▶ **页面摘录**
Category-Specific Object Image Denoising论文阅读笔记
论文信息:
Abstract
提出一种利用外部的、特定类别的数据库的去噪算法。
Present a novel image denoising algorithm that uses external, category specific image database.
I. Introduction
本文目标:
移除描述一个已知类别中某个实例的图像(或图像区域)中的噪声。
Remove noise from images (or image regions) that depict a single object of a known class.
应用:
面部图像增强 face image enhancement
文档图像恢复 document image recovery,
数字遗产 digital heritage
细胞图像分析 cell image analysis
图像美学评价 image aesthetics
State-of-the-art techniques:
1. 内部图像库去噪法 (The use of internal image datasets for denoising)
利用自然图像中具有重复纹理重复性,选择相似图像块并对其分组来进行联合去噪。
Exploit repetitive local patterns that frequently occur in natural images, by selecting and grouping similar patches for collaborative denoising.
代表文献:
1)non-local means:
2)Collaborative filtering with block matching:
BM3D
2. 外部图像库去噪法(The use of external image datasets for denoising)

▶ **原始数据**

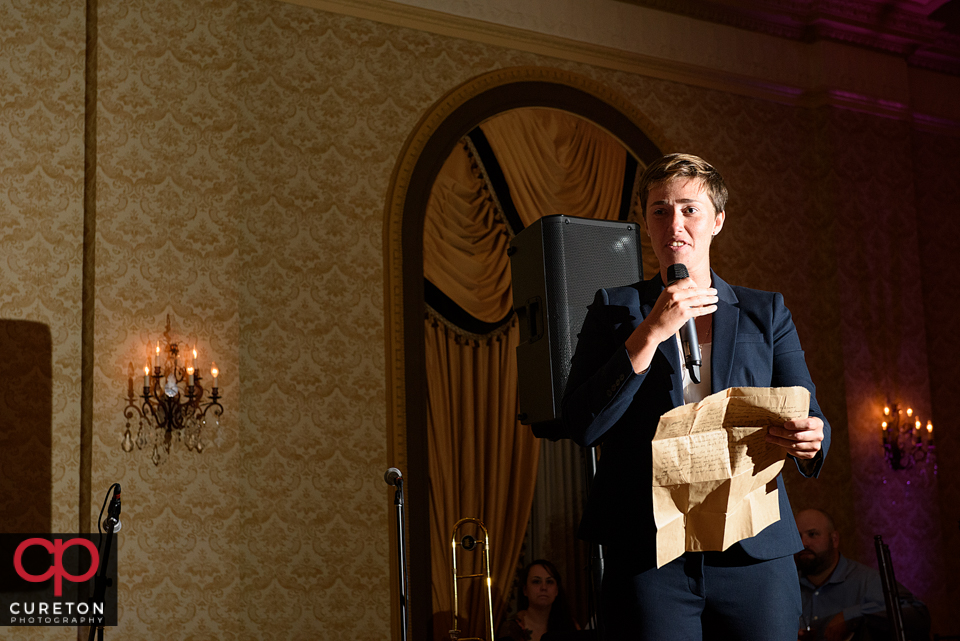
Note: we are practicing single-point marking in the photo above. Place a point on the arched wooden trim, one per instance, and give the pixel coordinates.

▶ **练习任务**
[1] 根据这篇图像去噪论文笔记,文中提出的去噪算法利用的是什么样的数据库?
[2] 请将图像去噪论文笔记中的一段文字原样重抄一遍,从“Category-Specific Object Image”开始,到“specific image database.”结束。
[3] 请接着这篇图像去噪论文笔记的最后一句往下写。
这些数据取自另一来源。

▶ **参考答案**
[1] 外部的、特定类别的图像数据库。

[2]
Category-Specific Object Image Denoising论文阅读笔记
论文信息:
Abstract
提出一种利用外部的、特定类别的数据库的去噪算法。
Present a novel image denoising algorithm that uses external, category specific image database.

[3]
略。
There has been effort in utilising class-specific priors for image deblurring [25], [26], but these approaches are not directly applicable to denoising.
本文创新点:
1)寻找一个给定的含噪图像块的外部相似块support patches”的策略
A strategy for finding similar external patches to a given noisy patch within the same object part,
which we term“support patches” hereafter.
2)将在变换域中的特定类别物体去噪问题公式化
A formulation of the object category-specific patch denoising problem in a transform domain.
3)对一个给定含噪图像块所对应的support patch group建高斯模型
A Gaussian model of the membership likelihood to a support patch group for a noisy patch.
4)强制保持含噪块和相应的support patches之间相似性的低秩约束
A low-rank constraint to enforce the similarity between the noisy patch and its support patches.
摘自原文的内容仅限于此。